**What the task requires**
Please pick out each line in the records below that contains the word "above" and copy those lines.

**Exercise inputs**
----
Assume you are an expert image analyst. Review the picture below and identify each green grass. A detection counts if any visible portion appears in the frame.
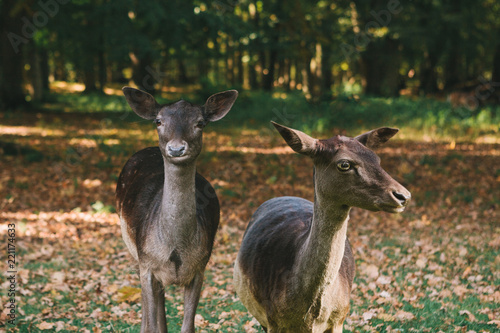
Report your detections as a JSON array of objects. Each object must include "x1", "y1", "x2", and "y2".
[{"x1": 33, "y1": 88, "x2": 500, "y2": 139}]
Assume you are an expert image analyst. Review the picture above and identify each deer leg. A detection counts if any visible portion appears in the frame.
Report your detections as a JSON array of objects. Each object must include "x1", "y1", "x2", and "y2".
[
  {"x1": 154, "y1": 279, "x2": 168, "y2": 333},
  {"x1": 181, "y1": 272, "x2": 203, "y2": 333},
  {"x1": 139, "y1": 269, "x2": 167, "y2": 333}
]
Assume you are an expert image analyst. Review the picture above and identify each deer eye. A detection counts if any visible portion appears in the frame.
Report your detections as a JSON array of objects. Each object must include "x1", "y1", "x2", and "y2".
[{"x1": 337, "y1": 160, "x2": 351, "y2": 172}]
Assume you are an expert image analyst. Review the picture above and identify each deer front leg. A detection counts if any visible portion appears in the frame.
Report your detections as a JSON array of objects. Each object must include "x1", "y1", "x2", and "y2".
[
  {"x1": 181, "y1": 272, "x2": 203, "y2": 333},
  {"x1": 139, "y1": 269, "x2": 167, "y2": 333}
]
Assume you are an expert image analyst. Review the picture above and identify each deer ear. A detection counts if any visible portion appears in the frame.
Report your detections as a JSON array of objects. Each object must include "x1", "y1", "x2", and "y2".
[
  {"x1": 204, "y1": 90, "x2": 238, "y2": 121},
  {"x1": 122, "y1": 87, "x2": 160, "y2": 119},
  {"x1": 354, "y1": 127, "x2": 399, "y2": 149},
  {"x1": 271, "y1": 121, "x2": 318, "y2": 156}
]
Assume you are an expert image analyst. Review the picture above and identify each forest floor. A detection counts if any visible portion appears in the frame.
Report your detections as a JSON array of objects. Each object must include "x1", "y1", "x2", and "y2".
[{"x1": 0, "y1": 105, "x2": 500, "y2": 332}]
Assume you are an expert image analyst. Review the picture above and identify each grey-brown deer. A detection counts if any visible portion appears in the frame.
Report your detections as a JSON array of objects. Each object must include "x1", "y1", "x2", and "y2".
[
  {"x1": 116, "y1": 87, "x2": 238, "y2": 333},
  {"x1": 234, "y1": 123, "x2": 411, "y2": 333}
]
----
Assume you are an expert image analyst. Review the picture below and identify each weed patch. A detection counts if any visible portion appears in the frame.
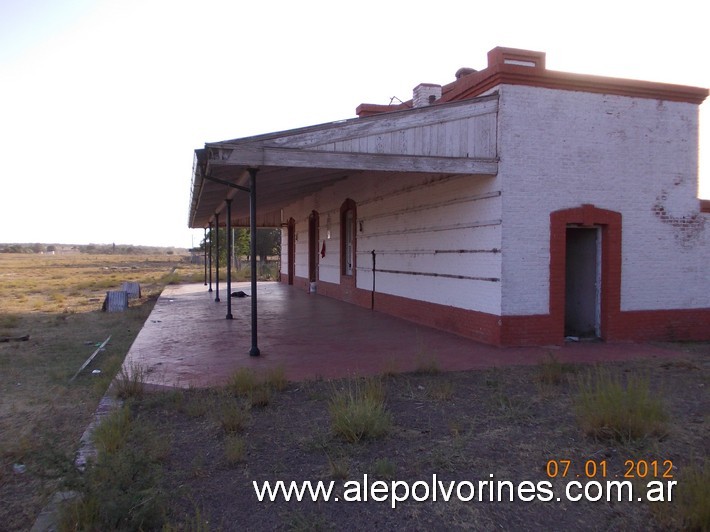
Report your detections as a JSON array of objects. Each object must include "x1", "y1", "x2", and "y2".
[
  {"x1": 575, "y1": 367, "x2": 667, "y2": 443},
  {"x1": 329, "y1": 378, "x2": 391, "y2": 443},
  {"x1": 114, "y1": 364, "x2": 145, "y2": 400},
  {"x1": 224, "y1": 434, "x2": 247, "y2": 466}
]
----
**Exercise solution**
Assume you are an expert image analyst. Review the picture above and identify each deer leg. A detection counts if any visible portion appears in the frame.
Assume you are an expert image analyst. Review the picture above and identify each deer eye. A detection counts if any visible portion appears in the frame.
Assume you are an expert image analyst. Review the picture above and identify each deer front leg. A detection counts if any visible portion appears in the frame.
Assume you are an expert image analyst. Review the picture above and identify each deer ear. A detection counts if any visible portion appears in the frame.
Assume you are an expert image analyst. Review the picture above and identify each forest floor. A detection counts if any visible portion appears in the frame.
Assume you are an expert image analyst. Review the picture above and identify each grey-brown deer. A detection counts if any visible portion appears in the frame.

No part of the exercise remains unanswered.